Please tally the lines in the listing below that contain the string "radio", treating uppercase and lowercase as different, and reply with the count alone.

=== Collected data entries ===
◇ ◇ ◇ ◇
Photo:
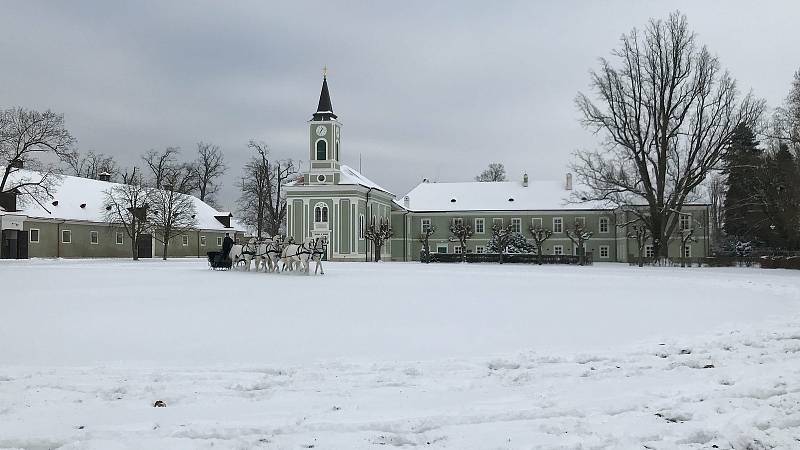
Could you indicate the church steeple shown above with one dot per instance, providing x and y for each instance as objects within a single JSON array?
[
  {"x": 324, "y": 133},
  {"x": 324, "y": 108}
]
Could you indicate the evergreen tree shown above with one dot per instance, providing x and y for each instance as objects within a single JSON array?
[
  {"x": 742, "y": 162},
  {"x": 781, "y": 199}
]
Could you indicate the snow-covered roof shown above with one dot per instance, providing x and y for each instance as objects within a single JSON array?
[
  {"x": 352, "y": 176},
  {"x": 493, "y": 196},
  {"x": 72, "y": 192}
]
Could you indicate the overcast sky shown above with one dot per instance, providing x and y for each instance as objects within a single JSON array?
[{"x": 423, "y": 89}]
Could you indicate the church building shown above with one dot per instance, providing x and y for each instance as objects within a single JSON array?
[{"x": 333, "y": 200}]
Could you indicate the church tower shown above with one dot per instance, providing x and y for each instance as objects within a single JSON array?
[{"x": 324, "y": 134}]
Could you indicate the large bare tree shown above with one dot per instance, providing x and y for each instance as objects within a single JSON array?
[
  {"x": 461, "y": 232},
  {"x": 27, "y": 138},
  {"x": 126, "y": 206},
  {"x": 208, "y": 167},
  {"x": 378, "y": 232},
  {"x": 262, "y": 203},
  {"x": 666, "y": 111},
  {"x": 171, "y": 214}
]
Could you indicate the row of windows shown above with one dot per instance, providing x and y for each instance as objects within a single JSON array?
[
  {"x": 649, "y": 252},
  {"x": 604, "y": 251},
  {"x": 322, "y": 150},
  {"x": 94, "y": 238},
  {"x": 516, "y": 224}
]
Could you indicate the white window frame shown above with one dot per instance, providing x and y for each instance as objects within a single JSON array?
[
  {"x": 482, "y": 221},
  {"x": 603, "y": 223},
  {"x": 684, "y": 222},
  {"x": 424, "y": 223},
  {"x": 322, "y": 207},
  {"x": 560, "y": 228}
]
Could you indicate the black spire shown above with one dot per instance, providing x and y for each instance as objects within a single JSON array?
[{"x": 325, "y": 108}]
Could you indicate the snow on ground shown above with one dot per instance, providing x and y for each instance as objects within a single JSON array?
[{"x": 370, "y": 355}]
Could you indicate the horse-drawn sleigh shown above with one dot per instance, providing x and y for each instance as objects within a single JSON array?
[{"x": 273, "y": 255}]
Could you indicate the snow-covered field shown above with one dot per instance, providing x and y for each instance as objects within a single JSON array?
[{"x": 441, "y": 356}]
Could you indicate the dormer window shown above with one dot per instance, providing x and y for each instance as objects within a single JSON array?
[
  {"x": 321, "y": 213},
  {"x": 322, "y": 150}
]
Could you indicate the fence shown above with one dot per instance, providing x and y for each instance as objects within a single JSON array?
[
  {"x": 765, "y": 262},
  {"x": 512, "y": 258}
]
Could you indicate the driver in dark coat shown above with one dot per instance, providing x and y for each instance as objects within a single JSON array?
[{"x": 227, "y": 244}]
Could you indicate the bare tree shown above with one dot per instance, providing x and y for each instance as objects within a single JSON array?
[
  {"x": 578, "y": 235},
  {"x": 461, "y": 232},
  {"x": 495, "y": 172},
  {"x": 92, "y": 164},
  {"x": 262, "y": 204},
  {"x": 640, "y": 233},
  {"x": 715, "y": 191},
  {"x": 25, "y": 137},
  {"x": 425, "y": 240},
  {"x": 667, "y": 112},
  {"x": 208, "y": 167},
  {"x": 378, "y": 232},
  {"x": 500, "y": 240},
  {"x": 172, "y": 213},
  {"x": 540, "y": 235},
  {"x": 126, "y": 207}
]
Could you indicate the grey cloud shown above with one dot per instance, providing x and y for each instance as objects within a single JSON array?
[{"x": 424, "y": 89}]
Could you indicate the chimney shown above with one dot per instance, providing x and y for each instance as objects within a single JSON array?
[{"x": 8, "y": 200}]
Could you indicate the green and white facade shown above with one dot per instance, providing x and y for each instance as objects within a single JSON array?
[
  {"x": 333, "y": 200},
  {"x": 71, "y": 224}
]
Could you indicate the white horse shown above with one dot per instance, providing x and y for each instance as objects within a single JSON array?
[
  {"x": 299, "y": 256},
  {"x": 243, "y": 253}
]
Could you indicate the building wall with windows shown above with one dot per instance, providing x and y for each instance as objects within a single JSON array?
[
  {"x": 609, "y": 240},
  {"x": 70, "y": 239}
]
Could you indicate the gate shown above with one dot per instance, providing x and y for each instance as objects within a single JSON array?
[
  {"x": 144, "y": 246},
  {"x": 14, "y": 244}
]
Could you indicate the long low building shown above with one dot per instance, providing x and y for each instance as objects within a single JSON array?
[
  {"x": 72, "y": 224},
  {"x": 335, "y": 201}
]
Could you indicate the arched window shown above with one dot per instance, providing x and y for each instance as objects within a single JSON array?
[
  {"x": 321, "y": 213},
  {"x": 322, "y": 150}
]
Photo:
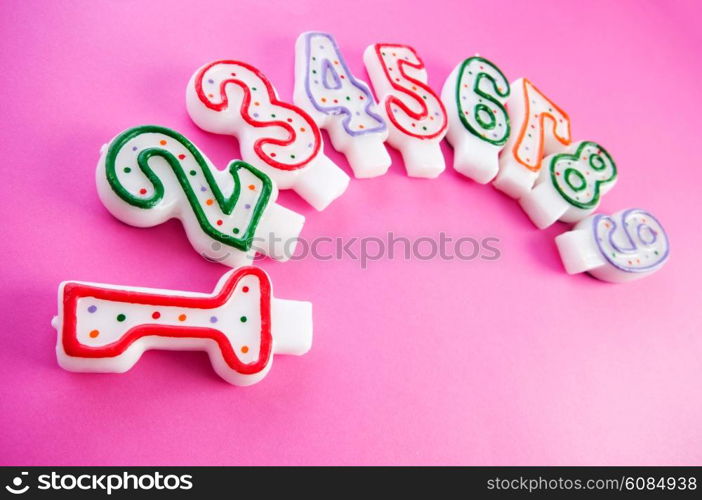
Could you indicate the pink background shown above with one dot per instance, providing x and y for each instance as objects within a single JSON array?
[{"x": 507, "y": 362}]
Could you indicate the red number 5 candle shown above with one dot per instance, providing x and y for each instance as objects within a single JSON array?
[
  {"x": 234, "y": 98},
  {"x": 416, "y": 116}
]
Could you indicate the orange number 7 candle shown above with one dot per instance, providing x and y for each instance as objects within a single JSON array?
[
  {"x": 416, "y": 116},
  {"x": 539, "y": 128}
]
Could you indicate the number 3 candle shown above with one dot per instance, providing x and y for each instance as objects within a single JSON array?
[
  {"x": 104, "y": 328},
  {"x": 341, "y": 103},
  {"x": 234, "y": 98},
  {"x": 626, "y": 246},
  {"x": 149, "y": 174},
  {"x": 474, "y": 94},
  {"x": 416, "y": 116},
  {"x": 539, "y": 128}
]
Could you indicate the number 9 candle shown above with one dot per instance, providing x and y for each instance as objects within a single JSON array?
[
  {"x": 539, "y": 128},
  {"x": 416, "y": 116},
  {"x": 341, "y": 103},
  {"x": 625, "y": 246},
  {"x": 234, "y": 98},
  {"x": 474, "y": 94}
]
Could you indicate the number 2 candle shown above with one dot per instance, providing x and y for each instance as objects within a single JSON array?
[
  {"x": 474, "y": 94},
  {"x": 340, "y": 103},
  {"x": 105, "y": 328},
  {"x": 234, "y": 98},
  {"x": 539, "y": 128},
  {"x": 416, "y": 116}
]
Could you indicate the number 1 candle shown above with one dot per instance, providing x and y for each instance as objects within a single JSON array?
[
  {"x": 106, "y": 328},
  {"x": 341, "y": 103},
  {"x": 416, "y": 116},
  {"x": 474, "y": 94},
  {"x": 539, "y": 128},
  {"x": 234, "y": 98},
  {"x": 625, "y": 246}
]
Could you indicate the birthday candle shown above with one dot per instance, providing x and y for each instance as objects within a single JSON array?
[
  {"x": 474, "y": 95},
  {"x": 149, "y": 174},
  {"x": 570, "y": 185},
  {"x": 234, "y": 98},
  {"x": 625, "y": 246},
  {"x": 340, "y": 103},
  {"x": 416, "y": 116},
  {"x": 539, "y": 128},
  {"x": 106, "y": 328}
]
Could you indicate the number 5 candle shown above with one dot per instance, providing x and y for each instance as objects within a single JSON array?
[
  {"x": 105, "y": 328},
  {"x": 234, "y": 98},
  {"x": 341, "y": 103},
  {"x": 474, "y": 94},
  {"x": 416, "y": 116},
  {"x": 149, "y": 174},
  {"x": 539, "y": 128}
]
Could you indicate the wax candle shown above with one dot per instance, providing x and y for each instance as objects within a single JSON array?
[
  {"x": 415, "y": 114},
  {"x": 340, "y": 103},
  {"x": 539, "y": 128},
  {"x": 625, "y": 246},
  {"x": 105, "y": 328},
  {"x": 570, "y": 185},
  {"x": 234, "y": 98},
  {"x": 474, "y": 95},
  {"x": 150, "y": 174}
]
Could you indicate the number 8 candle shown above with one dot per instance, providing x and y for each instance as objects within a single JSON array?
[
  {"x": 234, "y": 98},
  {"x": 416, "y": 116},
  {"x": 539, "y": 128},
  {"x": 341, "y": 103}
]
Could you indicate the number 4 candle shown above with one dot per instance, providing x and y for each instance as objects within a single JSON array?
[
  {"x": 474, "y": 94},
  {"x": 105, "y": 328},
  {"x": 234, "y": 98},
  {"x": 539, "y": 128},
  {"x": 150, "y": 174},
  {"x": 341, "y": 103},
  {"x": 415, "y": 114}
]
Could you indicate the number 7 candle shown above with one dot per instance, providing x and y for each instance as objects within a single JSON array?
[
  {"x": 539, "y": 128},
  {"x": 474, "y": 94},
  {"x": 235, "y": 98},
  {"x": 106, "y": 328},
  {"x": 340, "y": 103},
  {"x": 416, "y": 116}
]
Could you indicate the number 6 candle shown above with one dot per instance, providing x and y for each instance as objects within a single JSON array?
[
  {"x": 474, "y": 94},
  {"x": 105, "y": 328},
  {"x": 539, "y": 128},
  {"x": 339, "y": 102},
  {"x": 149, "y": 174},
  {"x": 416, "y": 116},
  {"x": 625, "y": 246},
  {"x": 234, "y": 98}
]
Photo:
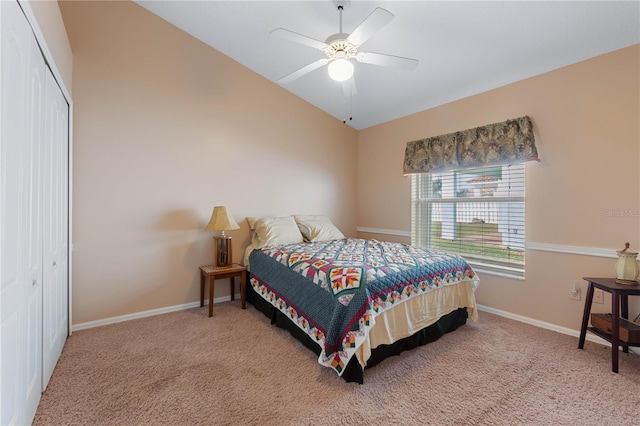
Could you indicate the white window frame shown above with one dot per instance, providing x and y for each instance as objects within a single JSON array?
[{"x": 510, "y": 199}]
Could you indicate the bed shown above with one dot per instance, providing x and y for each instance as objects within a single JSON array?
[{"x": 355, "y": 302}]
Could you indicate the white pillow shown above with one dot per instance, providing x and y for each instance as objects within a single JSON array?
[
  {"x": 276, "y": 231},
  {"x": 318, "y": 228}
]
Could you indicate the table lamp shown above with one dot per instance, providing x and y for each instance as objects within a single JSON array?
[{"x": 222, "y": 221}]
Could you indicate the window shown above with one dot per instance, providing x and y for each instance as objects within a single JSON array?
[{"x": 477, "y": 213}]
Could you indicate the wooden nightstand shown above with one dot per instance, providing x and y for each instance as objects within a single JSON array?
[
  {"x": 214, "y": 274},
  {"x": 619, "y": 308}
]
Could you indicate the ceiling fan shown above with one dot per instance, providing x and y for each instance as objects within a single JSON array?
[{"x": 341, "y": 48}]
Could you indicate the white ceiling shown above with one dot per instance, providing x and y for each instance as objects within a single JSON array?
[{"x": 464, "y": 47}]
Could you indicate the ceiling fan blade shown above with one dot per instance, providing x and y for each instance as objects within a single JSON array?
[
  {"x": 372, "y": 23},
  {"x": 298, "y": 38},
  {"x": 406, "y": 64},
  {"x": 349, "y": 87},
  {"x": 302, "y": 71}
]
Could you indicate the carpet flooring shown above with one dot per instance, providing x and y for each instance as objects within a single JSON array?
[{"x": 184, "y": 368}]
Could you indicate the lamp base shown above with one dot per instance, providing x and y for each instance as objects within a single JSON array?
[{"x": 222, "y": 252}]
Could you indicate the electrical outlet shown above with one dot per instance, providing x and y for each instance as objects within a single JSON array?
[
  {"x": 598, "y": 296},
  {"x": 575, "y": 291}
]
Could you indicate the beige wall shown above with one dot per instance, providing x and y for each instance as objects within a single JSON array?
[
  {"x": 47, "y": 13},
  {"x": 586, "y": 121},
  {"x": 166, "y": 128}
]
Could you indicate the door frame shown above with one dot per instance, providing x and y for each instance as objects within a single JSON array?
[{"x": 51, "y": 63}]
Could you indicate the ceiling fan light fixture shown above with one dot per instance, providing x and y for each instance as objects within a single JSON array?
[{"x": 340, "y": 70}]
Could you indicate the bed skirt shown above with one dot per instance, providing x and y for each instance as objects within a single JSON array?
[{"x": 353, "y": 371}]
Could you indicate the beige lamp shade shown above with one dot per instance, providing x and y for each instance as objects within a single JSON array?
[{"x": 221, "y": 220}]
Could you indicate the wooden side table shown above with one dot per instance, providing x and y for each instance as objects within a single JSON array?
[
  {"x": 214, "y": 274},
  {"x": 619, "y": 307}
]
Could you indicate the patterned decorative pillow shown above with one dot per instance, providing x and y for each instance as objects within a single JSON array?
[
  {"x": 275, "y": 231},
  {"x": 317, "y": 228}
]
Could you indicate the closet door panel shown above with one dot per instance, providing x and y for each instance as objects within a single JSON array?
[
  {"x": 23, "y": 82},
  {"x": 33, "y": 220},
  {"x": 15, "y": 52},
  {"x": 55, "y": 217}
]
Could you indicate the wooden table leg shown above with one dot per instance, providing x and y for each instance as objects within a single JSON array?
[
  {"x": 232, "y": 287},
  {"x": 585, "y": 315},
  {"x": 211, "y": 287},
  {"x": 615, "y": 330},
  {"x": 201, "y": 289},
  {"x": 243, "y": 289},
  {"x": 624, "y": 313}
]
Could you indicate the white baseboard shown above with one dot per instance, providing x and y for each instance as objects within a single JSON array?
[
  {"x": 113, "y": 320},
  {"x": 122, "y": 318},
  {"x": 546, "y": 325}
]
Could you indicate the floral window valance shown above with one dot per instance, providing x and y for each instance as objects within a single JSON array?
[{"x": 509, "y": 142}]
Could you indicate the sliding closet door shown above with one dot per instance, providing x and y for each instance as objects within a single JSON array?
[
  {"x": 55, "y": 191},
  {"x": 22, "y": 82}
]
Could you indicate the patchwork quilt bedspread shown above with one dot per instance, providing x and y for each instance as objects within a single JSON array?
[{"x": 333, "y": 290}]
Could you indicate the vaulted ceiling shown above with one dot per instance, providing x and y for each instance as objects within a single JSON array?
[{"x": 463, "y": 47}]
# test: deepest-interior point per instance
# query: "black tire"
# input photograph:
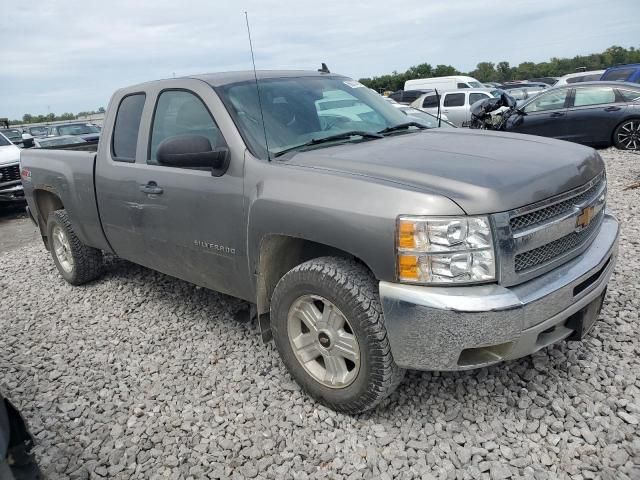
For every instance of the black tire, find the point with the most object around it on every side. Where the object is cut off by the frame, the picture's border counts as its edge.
(626, 136)
(86, 262)
(353, 290)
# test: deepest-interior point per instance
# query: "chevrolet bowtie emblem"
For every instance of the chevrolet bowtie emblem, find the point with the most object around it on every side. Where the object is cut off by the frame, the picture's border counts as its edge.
(585, 217)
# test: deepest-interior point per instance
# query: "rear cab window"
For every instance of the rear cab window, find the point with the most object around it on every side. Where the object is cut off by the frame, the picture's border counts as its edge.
(126, 128)
(178, 113)
(618, 75)
(586, 96)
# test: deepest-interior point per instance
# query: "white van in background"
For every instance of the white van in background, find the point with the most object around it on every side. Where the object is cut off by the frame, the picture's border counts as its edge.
(453, 82)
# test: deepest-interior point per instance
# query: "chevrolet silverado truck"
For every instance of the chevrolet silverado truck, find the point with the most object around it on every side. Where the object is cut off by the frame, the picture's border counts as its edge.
(366, 244)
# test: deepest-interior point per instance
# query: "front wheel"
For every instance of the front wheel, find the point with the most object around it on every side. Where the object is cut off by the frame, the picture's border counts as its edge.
(328, 327)
(76, 262)
(627, 135)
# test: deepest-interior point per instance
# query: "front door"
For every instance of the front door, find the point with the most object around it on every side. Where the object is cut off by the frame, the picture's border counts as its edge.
(545, 115)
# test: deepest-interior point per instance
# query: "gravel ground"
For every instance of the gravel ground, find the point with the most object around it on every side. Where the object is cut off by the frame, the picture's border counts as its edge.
(140, 375)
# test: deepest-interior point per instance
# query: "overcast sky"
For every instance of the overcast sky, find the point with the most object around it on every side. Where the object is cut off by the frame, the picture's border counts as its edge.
(70, 56)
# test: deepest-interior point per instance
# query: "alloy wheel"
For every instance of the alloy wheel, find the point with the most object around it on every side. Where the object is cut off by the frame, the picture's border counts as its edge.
(323, 341)
(628, 135)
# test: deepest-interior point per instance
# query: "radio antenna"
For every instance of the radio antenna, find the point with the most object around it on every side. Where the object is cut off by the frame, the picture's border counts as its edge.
(255, 76)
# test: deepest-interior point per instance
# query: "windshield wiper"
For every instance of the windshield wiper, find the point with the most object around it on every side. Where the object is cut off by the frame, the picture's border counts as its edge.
(402, 126)
(330, 138)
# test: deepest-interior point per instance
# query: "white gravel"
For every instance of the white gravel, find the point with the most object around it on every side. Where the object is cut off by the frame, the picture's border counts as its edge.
(139, 375)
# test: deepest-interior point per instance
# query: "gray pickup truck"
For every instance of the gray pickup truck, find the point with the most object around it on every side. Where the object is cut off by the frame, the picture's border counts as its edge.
(365, 243)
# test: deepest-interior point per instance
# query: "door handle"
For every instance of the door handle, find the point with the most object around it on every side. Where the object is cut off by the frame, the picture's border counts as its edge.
(151, 188)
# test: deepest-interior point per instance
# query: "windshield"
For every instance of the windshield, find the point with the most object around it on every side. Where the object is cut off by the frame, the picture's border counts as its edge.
(35, 131)
(77, 129)
(424, 118)
(300, 109)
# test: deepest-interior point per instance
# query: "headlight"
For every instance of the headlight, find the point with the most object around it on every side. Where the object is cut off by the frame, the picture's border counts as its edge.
(437, 250)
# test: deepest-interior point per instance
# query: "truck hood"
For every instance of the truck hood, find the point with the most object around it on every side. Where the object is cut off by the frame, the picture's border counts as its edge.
(9, 154)
(483, 172)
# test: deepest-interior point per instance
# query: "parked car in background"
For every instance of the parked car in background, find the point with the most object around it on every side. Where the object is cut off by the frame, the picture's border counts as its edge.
(408, 96)
(86, 131)
(523, 84)
(37, 131)
(456, 104)
(623, 73)
(598, 114)
(426, 119)
(580, 77)
(10, 185)
(18, 138)
(47, 142)
(453, 82)
(551, 81)
(13, 134)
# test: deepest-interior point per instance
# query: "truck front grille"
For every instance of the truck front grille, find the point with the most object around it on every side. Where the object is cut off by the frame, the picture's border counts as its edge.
(537, 238)
(536, 217)
(10, 173)
(550, 251)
◇ ◇ ◇ ◇
=== ANSWER TO THIS TASK ===
2